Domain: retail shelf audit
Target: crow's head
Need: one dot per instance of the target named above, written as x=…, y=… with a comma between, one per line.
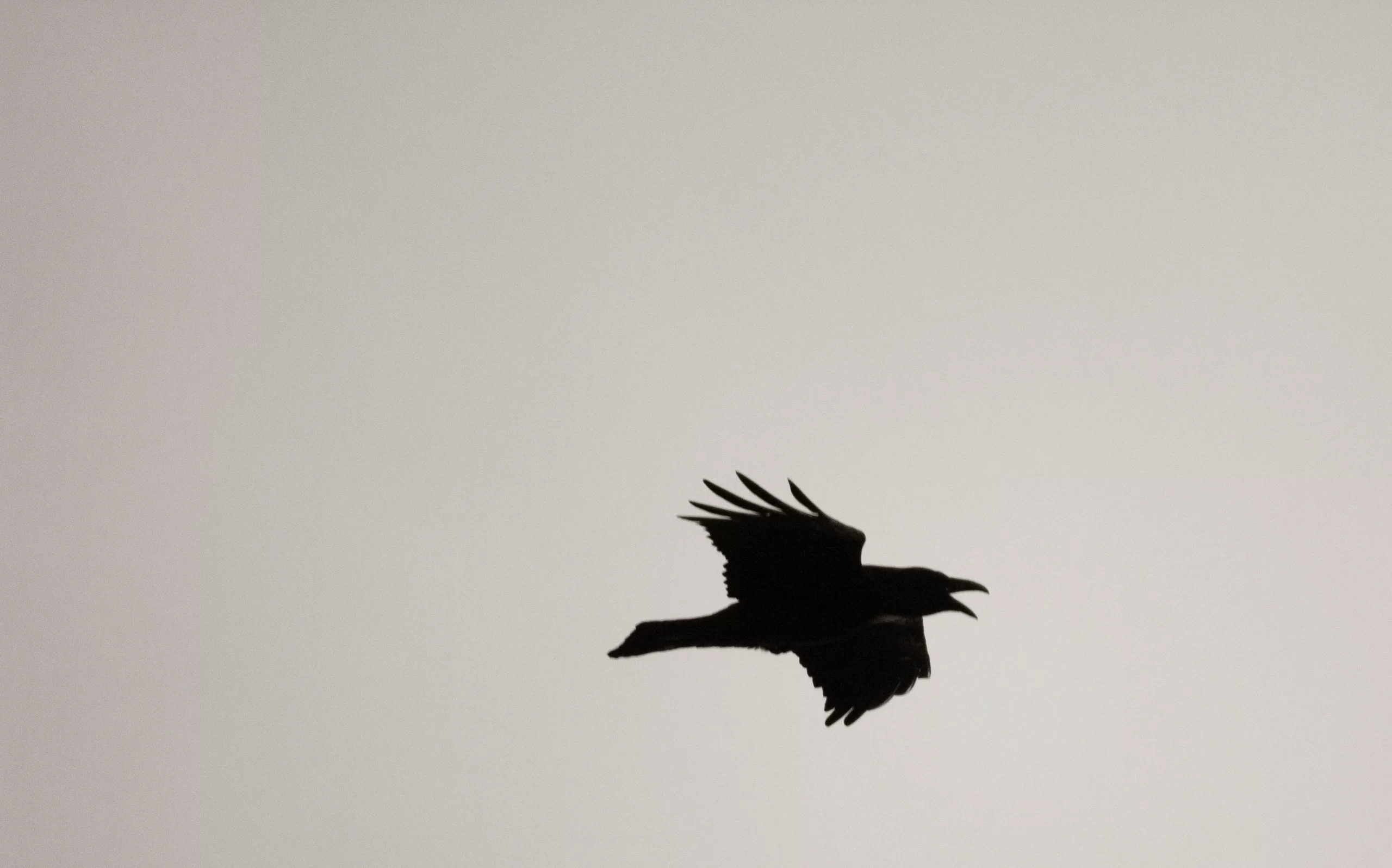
x=929, y=591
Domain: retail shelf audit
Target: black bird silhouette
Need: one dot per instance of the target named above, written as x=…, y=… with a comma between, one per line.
x=799, y=586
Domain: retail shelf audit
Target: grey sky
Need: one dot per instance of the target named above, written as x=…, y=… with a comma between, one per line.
x=357, y=359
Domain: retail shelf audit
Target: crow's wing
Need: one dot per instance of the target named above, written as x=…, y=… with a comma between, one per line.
x=869, y=668
x=780, y=555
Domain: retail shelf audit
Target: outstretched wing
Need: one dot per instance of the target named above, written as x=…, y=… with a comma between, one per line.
x=780, y=555
x=869, y=668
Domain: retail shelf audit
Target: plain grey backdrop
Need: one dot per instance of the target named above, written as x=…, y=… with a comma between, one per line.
x=358, y=357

☆ ☆ ☆ ☆ ☆

**Stated problem**
Please find every line in the records that contains the word "crow" and copy each one in full.

**Response to this exercise**
Target: crow's head
Target: crow's wing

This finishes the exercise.